- Problem -
Report every line in the records below that contains the string "field".

- Listed records -
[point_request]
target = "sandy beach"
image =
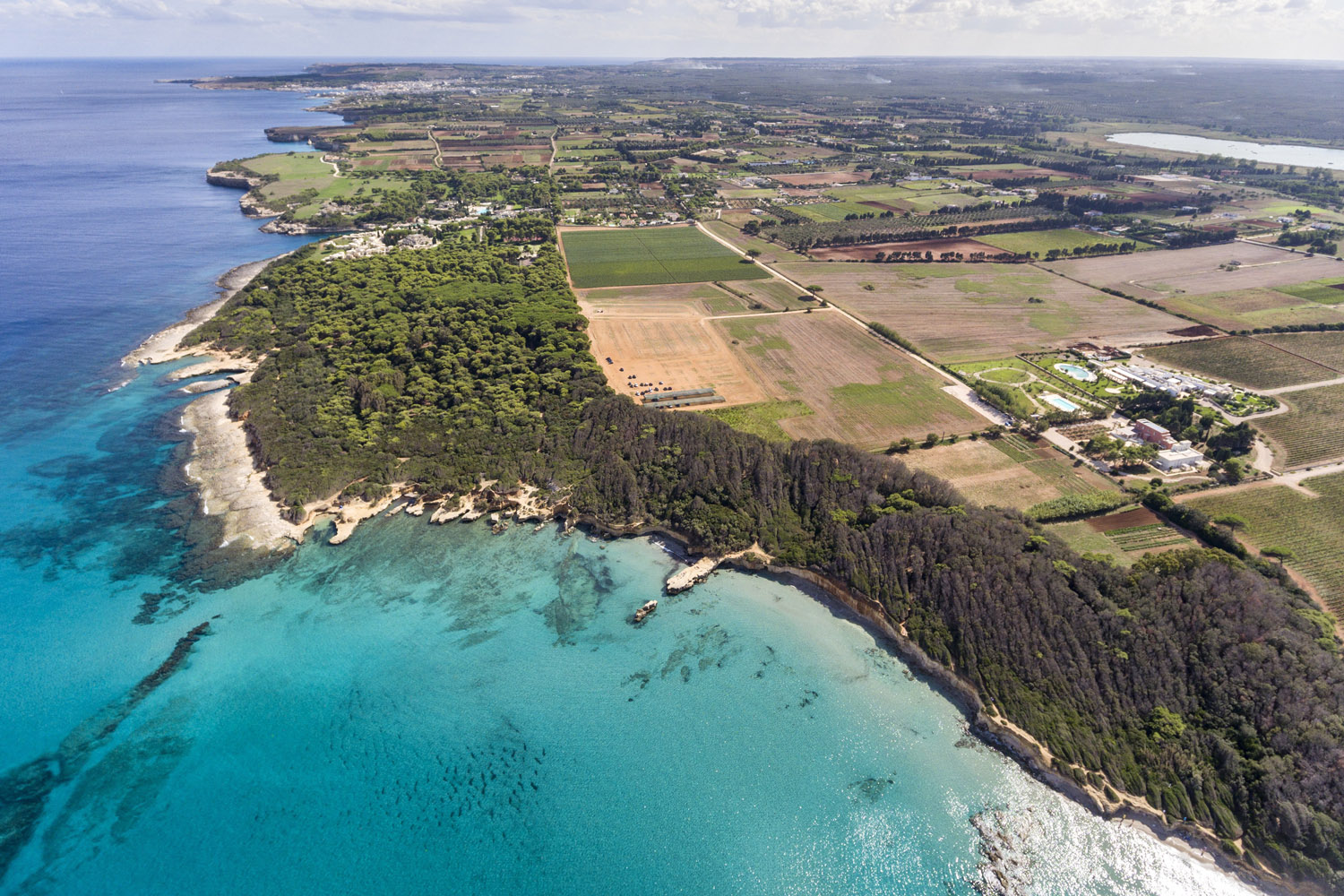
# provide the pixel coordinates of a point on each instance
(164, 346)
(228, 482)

--

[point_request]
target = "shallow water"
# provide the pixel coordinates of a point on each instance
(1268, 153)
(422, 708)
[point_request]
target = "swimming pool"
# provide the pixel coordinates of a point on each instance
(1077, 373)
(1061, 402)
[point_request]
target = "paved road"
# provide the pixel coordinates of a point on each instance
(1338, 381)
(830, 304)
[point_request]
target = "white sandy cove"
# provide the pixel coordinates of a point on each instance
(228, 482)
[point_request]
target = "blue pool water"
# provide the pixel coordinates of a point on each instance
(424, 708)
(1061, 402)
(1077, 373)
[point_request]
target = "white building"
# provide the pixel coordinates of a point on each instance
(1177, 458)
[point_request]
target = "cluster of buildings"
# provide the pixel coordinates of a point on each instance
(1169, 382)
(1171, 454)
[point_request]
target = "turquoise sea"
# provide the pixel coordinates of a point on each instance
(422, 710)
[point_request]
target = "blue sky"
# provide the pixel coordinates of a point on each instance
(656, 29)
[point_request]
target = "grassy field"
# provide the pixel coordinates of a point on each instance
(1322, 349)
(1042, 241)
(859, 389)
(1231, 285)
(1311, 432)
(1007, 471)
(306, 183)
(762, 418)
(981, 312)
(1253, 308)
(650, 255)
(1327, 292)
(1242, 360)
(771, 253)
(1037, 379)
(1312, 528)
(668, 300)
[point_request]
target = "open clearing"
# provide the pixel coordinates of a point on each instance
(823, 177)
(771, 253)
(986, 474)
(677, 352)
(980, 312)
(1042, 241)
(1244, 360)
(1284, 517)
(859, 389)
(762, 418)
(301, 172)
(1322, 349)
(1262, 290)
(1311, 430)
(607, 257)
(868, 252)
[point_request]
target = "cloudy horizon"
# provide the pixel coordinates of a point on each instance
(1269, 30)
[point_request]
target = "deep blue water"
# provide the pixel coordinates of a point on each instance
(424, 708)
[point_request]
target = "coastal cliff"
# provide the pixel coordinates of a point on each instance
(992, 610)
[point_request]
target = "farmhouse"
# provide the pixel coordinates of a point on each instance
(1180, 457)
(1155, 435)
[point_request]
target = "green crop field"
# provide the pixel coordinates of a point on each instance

- Full solution -
target = "grassy field"
target = "green crop field"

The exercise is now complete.